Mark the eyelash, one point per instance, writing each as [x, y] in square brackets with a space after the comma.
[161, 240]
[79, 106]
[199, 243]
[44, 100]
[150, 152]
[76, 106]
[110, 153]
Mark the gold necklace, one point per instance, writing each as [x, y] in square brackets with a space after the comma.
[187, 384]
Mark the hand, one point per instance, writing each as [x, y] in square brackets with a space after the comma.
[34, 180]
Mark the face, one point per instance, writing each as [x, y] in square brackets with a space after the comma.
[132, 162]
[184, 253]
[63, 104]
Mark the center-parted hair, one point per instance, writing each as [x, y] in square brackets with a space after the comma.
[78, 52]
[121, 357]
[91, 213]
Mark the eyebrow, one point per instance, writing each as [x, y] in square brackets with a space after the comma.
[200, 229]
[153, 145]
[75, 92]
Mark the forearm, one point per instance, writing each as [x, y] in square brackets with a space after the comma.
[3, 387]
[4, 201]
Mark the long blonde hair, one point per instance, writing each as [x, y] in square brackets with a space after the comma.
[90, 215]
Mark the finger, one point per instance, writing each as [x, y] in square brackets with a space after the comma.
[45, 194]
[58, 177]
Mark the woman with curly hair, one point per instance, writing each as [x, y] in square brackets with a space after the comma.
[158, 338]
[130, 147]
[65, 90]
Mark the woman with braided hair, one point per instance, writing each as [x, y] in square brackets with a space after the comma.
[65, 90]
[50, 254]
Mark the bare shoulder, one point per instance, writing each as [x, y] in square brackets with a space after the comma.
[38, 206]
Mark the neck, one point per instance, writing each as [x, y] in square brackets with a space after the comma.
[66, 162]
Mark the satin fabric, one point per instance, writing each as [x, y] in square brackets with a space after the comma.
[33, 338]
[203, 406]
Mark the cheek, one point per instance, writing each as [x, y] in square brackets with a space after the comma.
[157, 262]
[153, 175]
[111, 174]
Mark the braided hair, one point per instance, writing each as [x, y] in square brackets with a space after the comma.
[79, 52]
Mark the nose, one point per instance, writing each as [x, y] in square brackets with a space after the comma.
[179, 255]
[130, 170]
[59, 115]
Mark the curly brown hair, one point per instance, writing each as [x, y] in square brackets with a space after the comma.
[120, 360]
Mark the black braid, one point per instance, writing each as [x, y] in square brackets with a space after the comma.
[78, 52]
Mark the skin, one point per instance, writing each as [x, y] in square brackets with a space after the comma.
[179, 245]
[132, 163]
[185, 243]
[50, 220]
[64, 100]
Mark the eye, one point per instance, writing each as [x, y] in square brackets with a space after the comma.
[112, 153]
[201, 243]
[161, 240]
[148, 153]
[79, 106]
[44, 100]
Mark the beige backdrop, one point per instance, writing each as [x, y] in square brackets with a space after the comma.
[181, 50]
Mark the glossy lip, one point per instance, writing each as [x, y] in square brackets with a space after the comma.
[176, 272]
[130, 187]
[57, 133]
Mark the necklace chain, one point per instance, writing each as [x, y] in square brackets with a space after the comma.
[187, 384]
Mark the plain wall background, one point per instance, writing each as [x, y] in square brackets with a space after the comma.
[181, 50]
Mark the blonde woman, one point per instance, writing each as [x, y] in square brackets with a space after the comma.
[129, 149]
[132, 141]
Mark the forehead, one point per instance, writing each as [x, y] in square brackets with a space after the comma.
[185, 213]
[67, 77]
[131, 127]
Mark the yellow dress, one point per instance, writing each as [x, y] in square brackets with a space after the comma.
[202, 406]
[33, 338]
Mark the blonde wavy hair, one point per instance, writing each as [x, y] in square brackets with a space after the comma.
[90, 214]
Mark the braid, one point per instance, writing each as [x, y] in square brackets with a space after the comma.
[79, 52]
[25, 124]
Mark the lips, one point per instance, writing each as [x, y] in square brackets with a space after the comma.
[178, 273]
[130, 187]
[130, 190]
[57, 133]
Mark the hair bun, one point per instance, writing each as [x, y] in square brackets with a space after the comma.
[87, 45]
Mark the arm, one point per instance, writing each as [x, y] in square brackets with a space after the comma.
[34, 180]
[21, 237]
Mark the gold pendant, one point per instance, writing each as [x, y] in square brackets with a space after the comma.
◆ ◆ ◆ ◆ ◆ ◆ ◆
*What you should do*. Copy out the part of the items that opens with the line containing "Mark the blonde wavy" and runs to the end of the items, both ends included. Keep every line of text unchanged and shift each coordinate in it by adding 39.

*Correct output*.
Mark the blonde wavy hair, one point per instance, writing each as [x, y] in square brackets with a space after the comma.
[129, 253]
Mark the braid, one point per instance, writing each as [x, y] in square brackets with a space after the comma.
[118, 91]
[64, 163]
Mark the lips, one point per instance, writing each as [x, y] in square brackets with a space after the comma.
[217, 312]
[169, 226]
[169, 229]
[96, 172]
Mark the hair bun, one point per instance, writing each as [x, y] in square brackets with a space after the comma.
[126, 84]
Mark the arm, one point per instance, writing each as [x, y] in square brackets with a space after the comma.
[73, 219]
[60, 276]
Mark the gold pendant, one point per instance, writing each as [x, y] in square brackets with a space after the comma.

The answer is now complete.